▶ STATED GOAL
Reproduce, word for word, every line starting at the line that contains "Could you indicate the dead" and ending with the final line of the entries.

▶ THE INPUT
# # # #

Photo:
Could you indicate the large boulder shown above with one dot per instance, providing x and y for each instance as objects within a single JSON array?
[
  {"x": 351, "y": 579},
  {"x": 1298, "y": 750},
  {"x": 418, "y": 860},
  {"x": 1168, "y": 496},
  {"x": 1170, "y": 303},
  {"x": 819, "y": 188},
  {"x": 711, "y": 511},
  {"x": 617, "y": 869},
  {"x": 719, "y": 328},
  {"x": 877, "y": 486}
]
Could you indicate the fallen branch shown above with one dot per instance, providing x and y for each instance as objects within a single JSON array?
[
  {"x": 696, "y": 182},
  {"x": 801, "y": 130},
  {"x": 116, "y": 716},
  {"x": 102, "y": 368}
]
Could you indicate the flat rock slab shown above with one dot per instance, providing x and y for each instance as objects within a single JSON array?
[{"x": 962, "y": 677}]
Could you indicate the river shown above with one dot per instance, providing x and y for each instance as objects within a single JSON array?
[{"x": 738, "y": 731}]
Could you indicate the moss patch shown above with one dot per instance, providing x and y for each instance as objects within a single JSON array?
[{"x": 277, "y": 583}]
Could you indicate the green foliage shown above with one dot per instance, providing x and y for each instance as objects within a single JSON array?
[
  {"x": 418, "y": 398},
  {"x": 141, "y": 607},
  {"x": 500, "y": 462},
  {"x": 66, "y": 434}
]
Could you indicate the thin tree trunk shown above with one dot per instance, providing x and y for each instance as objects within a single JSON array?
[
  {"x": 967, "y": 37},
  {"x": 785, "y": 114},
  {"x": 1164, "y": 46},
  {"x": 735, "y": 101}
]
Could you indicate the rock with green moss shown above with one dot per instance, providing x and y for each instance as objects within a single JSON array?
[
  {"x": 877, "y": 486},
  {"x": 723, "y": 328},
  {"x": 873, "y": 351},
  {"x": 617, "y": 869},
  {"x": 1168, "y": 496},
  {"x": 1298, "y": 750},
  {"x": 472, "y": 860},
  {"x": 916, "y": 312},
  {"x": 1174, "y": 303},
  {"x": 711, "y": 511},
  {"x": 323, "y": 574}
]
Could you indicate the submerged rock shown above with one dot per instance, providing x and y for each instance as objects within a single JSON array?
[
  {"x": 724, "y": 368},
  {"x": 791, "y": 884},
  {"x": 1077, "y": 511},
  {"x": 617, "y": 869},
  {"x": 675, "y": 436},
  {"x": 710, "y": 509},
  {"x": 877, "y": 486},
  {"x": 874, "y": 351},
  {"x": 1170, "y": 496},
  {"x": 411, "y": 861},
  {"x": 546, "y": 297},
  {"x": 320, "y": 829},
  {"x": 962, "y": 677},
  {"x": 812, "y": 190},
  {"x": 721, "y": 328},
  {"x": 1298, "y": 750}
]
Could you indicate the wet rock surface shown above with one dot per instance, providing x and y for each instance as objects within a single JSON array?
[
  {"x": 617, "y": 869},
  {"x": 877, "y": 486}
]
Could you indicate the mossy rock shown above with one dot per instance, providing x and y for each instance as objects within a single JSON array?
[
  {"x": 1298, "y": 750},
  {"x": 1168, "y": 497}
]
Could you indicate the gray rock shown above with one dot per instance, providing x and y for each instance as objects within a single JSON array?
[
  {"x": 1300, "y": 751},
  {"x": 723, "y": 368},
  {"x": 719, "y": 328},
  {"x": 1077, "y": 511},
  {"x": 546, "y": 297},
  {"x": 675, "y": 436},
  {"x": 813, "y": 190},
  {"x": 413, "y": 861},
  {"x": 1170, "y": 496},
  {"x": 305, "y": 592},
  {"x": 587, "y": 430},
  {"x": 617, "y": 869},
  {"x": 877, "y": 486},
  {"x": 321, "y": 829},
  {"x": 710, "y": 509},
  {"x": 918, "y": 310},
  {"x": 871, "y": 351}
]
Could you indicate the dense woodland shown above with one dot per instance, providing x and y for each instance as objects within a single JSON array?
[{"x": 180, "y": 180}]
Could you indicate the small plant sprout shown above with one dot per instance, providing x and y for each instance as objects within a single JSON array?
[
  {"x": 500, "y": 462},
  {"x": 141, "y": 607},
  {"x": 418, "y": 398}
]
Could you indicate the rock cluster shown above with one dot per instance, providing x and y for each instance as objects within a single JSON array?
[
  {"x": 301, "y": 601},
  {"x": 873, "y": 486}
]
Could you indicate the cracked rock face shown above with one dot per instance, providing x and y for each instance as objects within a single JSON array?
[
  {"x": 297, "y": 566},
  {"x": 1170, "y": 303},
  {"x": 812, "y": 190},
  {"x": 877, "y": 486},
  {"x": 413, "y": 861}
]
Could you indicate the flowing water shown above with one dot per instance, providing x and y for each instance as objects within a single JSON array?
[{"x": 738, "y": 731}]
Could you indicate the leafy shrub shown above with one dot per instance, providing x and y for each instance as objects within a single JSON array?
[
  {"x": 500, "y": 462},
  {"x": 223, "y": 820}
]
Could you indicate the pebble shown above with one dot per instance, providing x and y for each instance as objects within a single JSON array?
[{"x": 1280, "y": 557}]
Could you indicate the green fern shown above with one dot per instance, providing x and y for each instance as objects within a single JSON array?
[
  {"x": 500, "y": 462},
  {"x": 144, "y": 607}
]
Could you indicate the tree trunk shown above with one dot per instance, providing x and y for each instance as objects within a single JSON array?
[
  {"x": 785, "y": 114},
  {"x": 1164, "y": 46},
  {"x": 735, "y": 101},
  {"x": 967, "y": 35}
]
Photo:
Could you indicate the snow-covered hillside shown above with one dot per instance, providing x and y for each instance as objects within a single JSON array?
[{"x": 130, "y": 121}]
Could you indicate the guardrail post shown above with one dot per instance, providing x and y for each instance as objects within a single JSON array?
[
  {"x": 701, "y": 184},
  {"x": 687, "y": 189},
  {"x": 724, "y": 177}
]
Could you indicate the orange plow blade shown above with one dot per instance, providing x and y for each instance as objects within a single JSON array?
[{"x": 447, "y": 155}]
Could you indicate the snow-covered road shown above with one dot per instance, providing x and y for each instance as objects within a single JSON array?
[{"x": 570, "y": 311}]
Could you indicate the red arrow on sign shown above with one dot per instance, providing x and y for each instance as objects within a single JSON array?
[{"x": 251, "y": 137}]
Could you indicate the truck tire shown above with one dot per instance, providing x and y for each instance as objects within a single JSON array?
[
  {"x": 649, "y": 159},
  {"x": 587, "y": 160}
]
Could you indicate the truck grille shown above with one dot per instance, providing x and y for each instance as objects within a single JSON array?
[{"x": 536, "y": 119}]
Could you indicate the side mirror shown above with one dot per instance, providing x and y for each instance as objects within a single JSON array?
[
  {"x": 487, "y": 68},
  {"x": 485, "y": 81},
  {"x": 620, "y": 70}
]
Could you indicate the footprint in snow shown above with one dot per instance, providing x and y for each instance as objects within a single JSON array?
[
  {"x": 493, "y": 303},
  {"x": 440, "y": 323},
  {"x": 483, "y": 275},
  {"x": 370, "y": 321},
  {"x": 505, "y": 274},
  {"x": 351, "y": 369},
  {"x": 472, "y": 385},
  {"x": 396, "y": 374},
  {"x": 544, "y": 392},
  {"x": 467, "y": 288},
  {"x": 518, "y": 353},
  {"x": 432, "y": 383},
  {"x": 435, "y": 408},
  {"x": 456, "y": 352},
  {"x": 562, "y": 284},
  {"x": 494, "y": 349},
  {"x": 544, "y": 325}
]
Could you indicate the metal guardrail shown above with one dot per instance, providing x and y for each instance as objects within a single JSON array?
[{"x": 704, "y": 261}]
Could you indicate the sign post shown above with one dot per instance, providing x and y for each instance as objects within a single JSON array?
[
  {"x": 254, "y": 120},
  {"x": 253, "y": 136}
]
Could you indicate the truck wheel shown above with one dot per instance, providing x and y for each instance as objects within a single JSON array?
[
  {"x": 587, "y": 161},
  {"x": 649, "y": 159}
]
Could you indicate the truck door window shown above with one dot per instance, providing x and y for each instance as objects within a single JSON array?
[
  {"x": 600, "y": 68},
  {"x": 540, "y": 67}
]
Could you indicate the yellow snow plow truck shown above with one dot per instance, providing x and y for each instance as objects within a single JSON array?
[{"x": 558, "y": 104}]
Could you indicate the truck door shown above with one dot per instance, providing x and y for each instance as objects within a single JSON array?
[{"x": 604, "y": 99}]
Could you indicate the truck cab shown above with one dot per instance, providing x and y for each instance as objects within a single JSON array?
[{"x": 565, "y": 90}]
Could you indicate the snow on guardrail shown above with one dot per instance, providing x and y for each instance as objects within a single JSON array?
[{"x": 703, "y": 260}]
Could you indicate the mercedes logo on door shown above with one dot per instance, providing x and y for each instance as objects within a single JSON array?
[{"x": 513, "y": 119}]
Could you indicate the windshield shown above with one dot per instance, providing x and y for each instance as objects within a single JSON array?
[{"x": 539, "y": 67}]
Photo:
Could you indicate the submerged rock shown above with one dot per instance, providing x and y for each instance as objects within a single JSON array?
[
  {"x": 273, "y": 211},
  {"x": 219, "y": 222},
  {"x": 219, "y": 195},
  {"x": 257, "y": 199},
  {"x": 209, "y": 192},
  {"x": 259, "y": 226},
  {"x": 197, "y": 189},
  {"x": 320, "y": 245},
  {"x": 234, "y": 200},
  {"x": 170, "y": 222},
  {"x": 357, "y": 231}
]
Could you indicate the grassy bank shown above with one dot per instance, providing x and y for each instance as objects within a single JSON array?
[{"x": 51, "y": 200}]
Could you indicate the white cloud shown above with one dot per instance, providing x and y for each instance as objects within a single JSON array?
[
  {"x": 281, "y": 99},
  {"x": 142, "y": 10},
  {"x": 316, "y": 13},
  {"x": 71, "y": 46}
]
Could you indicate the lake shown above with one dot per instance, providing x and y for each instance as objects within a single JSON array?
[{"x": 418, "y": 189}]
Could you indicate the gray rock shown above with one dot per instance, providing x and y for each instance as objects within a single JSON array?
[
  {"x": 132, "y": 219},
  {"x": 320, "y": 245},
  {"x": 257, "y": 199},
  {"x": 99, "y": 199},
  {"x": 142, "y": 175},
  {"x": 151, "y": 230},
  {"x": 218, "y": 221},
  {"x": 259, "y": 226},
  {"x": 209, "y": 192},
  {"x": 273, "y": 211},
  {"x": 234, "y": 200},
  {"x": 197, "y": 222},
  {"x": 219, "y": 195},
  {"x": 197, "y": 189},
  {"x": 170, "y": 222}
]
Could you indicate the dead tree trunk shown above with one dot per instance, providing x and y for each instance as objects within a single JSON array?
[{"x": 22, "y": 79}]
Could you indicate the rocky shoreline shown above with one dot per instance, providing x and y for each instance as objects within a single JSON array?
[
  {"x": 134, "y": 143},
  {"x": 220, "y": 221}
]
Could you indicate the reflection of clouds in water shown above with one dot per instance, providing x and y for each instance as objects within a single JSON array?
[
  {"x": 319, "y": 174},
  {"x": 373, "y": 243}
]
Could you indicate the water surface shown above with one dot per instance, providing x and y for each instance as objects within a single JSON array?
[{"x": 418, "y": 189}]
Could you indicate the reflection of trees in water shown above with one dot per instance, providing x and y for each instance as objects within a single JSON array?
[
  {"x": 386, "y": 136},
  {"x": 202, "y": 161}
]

# # # #

▶ OUTPUT
Could you indicate the dead tree trunk shown above with one dot per instance, providing x and y for each instance as objects within a single JSON array?
[{"x": 22, "y": 79}]
Could you indicate the rocky shoreline shown above with one dot per instance, providing x and y for each instance as objects within a single JSON array?
[
  {"x": 134, "y": 143},
  {"x": 220, "y": 221}
]
Could you indicate the reflection of clouds in water shown above with one dot per instance, providing x and y for each instance as objects within a single JSON array?
[
  {"x": 319, "y": 174},
  {"x": 373, "y": 243}
]
Could you indicate the water surface shown above with one dot per instance, providing x and y for each instance as objects within a single JSON array?
[{"x": 418, "y": 189}]
Could you indicate the reflection of trees in water shown above with one dot per instance, providing x and y for each instance as objects within a single JSON array?
[
  {"x": 386, "y": 136},
  {"x": 202, "y": 161}
]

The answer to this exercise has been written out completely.